* **Dataset records**
========================================

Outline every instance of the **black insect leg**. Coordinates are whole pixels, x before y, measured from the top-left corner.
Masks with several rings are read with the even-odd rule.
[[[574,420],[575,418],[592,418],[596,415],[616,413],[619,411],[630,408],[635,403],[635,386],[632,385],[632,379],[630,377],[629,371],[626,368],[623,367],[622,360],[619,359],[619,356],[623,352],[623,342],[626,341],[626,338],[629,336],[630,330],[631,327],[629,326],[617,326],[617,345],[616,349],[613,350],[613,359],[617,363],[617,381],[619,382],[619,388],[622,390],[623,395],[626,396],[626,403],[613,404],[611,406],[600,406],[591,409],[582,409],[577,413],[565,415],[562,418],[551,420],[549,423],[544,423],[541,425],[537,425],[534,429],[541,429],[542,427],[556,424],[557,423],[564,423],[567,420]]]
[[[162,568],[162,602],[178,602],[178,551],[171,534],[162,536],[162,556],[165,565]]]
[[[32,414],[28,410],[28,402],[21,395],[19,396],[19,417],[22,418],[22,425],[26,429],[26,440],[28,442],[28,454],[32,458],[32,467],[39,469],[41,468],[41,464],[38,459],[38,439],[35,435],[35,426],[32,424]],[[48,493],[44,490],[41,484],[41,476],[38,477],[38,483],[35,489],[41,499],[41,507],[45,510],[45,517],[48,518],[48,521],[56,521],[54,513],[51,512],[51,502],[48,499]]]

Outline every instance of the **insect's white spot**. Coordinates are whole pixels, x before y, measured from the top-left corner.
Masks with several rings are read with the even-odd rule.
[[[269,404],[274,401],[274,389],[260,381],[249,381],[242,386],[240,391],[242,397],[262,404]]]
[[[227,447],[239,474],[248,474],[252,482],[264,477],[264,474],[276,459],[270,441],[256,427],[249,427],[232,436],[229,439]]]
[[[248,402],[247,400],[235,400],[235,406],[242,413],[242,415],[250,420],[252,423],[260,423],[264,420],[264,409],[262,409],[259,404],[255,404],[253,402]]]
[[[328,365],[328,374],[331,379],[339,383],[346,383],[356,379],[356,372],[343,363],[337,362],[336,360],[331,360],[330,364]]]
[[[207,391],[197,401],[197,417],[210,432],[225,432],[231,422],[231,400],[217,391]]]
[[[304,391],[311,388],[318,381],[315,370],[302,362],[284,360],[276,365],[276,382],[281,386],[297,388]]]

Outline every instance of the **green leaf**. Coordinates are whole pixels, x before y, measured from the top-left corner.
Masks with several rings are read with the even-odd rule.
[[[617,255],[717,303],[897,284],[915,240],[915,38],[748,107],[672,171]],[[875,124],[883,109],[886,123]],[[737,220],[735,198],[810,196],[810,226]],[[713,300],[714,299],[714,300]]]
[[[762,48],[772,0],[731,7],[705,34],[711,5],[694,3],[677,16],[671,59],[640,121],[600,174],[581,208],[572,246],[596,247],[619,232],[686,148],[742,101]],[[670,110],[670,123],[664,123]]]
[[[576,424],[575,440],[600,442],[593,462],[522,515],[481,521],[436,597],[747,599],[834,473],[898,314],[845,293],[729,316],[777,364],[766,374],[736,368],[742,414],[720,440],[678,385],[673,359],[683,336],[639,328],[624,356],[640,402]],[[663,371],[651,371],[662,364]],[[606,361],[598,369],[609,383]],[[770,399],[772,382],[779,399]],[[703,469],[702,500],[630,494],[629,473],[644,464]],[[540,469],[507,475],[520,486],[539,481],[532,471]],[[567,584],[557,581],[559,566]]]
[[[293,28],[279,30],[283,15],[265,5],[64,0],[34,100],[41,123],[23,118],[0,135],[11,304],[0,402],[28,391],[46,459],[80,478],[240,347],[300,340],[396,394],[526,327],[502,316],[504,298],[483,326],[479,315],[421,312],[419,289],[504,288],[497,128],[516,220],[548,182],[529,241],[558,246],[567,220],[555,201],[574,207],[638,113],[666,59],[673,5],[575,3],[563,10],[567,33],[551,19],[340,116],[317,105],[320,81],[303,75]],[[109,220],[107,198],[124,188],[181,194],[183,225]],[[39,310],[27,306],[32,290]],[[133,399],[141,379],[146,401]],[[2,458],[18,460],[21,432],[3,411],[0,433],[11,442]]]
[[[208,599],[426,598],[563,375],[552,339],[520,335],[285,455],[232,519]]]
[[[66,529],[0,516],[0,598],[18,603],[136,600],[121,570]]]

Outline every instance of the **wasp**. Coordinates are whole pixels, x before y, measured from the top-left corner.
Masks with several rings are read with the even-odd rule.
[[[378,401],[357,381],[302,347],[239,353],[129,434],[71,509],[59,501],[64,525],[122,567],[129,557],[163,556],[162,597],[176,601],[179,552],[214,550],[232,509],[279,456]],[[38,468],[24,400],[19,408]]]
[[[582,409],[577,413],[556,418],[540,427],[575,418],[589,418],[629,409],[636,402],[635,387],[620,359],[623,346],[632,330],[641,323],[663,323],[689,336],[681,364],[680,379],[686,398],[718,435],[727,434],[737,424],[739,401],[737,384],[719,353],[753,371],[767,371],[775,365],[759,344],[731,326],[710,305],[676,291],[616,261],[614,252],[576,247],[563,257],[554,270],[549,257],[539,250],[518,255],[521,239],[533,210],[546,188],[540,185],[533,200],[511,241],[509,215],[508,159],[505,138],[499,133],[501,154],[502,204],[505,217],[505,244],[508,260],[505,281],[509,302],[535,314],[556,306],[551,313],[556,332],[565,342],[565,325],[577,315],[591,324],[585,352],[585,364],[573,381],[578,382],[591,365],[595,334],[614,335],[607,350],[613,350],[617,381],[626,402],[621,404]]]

========================================

* **Task to complete**
Starting with the line that contains "Outline every instance of the **wasp**.", return each line through the last one of the data above, exactly as written and nothing more.

* **Result of the exercise**
Outline every instance of the **wasp**. Coordinates are whole pixels, x before y, measured from the top-left corner.
Masks with several rings are read with the even-odd rule.
[[[378,401],[357,381],[302,347],[239,353],[129,434],[71,509],[59,501],[64,525],[122,567],[129,557],[163,556],[162,597],[176,601],[179,552],[214,550],[232,509],[279,456]],[[38,468],[24,400],[19,408]]]
[[[582,409],[577,413],[556,418],[540,427],[575,418],[589,418],[629,409],[636,402],[635,387],[620,359],[623,346],[632,330],[641,323],[663,323],[689,336],[681,364],[680,379],[686,398],[718,435],[727,434],[737,424],[739,401],[737,384],[719,353],[753,371],[767,371],[775,365],[759,344],[731,326],[710,305],[676,291],[616,261],[614,252],[576,247],[563,257],[554,270],[549,257],[539,250],[518,255],[521,239],[533,210],[546,188],[540,185],[533,200],[511,241],[509,215],[508,159],[505,138],[499,133],[501,154],[502,204],[505,217],[505,244],[508,260],[505,281],[509,302],[535,314],[556,306],[551,313],[556,332],[565,342],[565,325],[577,315],[591,324],[585,352],[585,364],[573,381],[578,382],[591,365],[595,334],[614,335],[607,350],[613,350],[617,381],[626,402],[621,404]]]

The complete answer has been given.